> [Bloco de texto]:
==========

Esses programas deram o alarme internacional a partir de 2017, por causa de uma investida contra os uigures. Os ex-detidos alegaram que foram detidos sem acusações, torturados e obrigados a trabalhar em fábricas como condição para serem libertados. Práticas semelhantes existem há muito tempo na China como parte da punição para prisioneiros políticos, mas poucos detalhes surgiram sobre como as empresas multinacionais estão envolvidas.
Este produto, denominado “Plataforma Unificada de Prisão Inteligente Huawei e Hewei”, é um sistema abrangente de vigilância penitenciária desenvolvido em parceria com outra empresa chinesa, a Shanghai Hewei Technology. Além dos aspectos de segurança física, como câmeras de vídeo e portões inteligentes, o produto inclui softwares para gerenciamento da agenda dos presos, incluindo a frequência às aulas de reeducação ideológica e turnos de trabalho penitenciário, conforme screenshots da apresentação.

==========

> [Itens exibidos]:
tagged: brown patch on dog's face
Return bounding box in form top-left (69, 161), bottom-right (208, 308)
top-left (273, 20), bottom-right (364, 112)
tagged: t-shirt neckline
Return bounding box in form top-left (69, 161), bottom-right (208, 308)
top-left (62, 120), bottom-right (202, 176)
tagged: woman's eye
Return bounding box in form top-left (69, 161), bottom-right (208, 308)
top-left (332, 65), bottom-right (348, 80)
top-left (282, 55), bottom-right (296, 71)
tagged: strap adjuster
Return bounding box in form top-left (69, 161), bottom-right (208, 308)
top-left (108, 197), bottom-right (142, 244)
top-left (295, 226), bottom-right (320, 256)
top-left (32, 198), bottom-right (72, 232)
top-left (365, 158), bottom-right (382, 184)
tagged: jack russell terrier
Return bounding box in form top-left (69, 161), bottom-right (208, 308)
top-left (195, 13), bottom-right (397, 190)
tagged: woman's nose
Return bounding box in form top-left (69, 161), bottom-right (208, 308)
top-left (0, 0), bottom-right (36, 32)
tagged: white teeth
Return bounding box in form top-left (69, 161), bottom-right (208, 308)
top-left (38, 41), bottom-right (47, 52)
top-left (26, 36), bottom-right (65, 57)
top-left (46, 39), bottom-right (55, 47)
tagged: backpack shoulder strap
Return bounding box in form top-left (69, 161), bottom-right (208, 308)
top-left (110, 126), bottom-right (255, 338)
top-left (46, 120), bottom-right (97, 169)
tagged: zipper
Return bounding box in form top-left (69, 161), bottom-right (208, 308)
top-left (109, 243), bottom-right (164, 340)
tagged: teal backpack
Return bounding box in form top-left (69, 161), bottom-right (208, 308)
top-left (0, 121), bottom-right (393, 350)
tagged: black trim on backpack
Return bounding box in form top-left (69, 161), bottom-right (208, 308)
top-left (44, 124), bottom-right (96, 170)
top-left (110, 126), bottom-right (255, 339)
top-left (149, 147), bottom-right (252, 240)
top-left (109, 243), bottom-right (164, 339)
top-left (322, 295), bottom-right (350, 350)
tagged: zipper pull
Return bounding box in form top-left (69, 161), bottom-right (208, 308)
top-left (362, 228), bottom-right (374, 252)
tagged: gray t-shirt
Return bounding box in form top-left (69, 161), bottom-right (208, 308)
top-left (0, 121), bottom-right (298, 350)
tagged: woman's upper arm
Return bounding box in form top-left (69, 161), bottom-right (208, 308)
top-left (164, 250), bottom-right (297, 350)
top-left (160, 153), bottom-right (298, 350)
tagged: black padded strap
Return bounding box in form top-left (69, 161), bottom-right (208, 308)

==========

> [Solicitações]:
1 – Reescreva o trecho do texto sobre a plataforma prisional da Huawei que começa em "Este produto, denominado" e vai até "screenshots da apresentação.", inclusive, substituindo "portões inteligentes" por "fechaduras eletrônicas".
2 – Retome o texto sobre a plataforma prisional da Huawei e dê continuidade a ele a partir da última frase.

> [As respostas]:
1 –
Este produto, denominado “Plataforma Unificada de Prisão Inteligente Huawei e Hewei”, é um sistema abrangente de vigilância penitenciária desenvolvido em parceria com outra empresa chinesa, a Shanghai Hewei Technology. Além dos aspectos de segurança física, como câmeras de vídeo e fechaduras eletrônicas, o produto inclui softwares para gerenciamento da agenda dos presos, incluindo a frequência às aulas de reeducação ideológica e turnos de trabalho penitenciário, conforme screenshots da apresentação.

2 –
O slide acima mostra uma longa lista de funções que podem ser cobertas pelo software de monitoramento carcerário, incluindo “reeducação”, “mão de obra industrial” e “análise e avaliação da eficácia da reeducação”.
Capturas de tela do software mostraram detentos agendados para educação cultural, técnica e “educação ideológica”. O software também pode rastrear planos de produção, receitas de trabalho prisional e avaliações dos efeitos da reeducação trabalhista, de acordo com as capturas de tela da apresentação. Não ficou claro se os horários nas imagens foram amostrados em prisões reais na China ou se eram maquetes.
A apresentação disse que essa tecnologia foi implementada em prisões na Mongólia Interior e na província de Shanxi, de acordo com slides que listam “casos de sucesso”, bem como em “jiedusuo”, ou centros de detenção específicos para infratores por drogas, na região de Xinjiang.
Hewei não quis comentar.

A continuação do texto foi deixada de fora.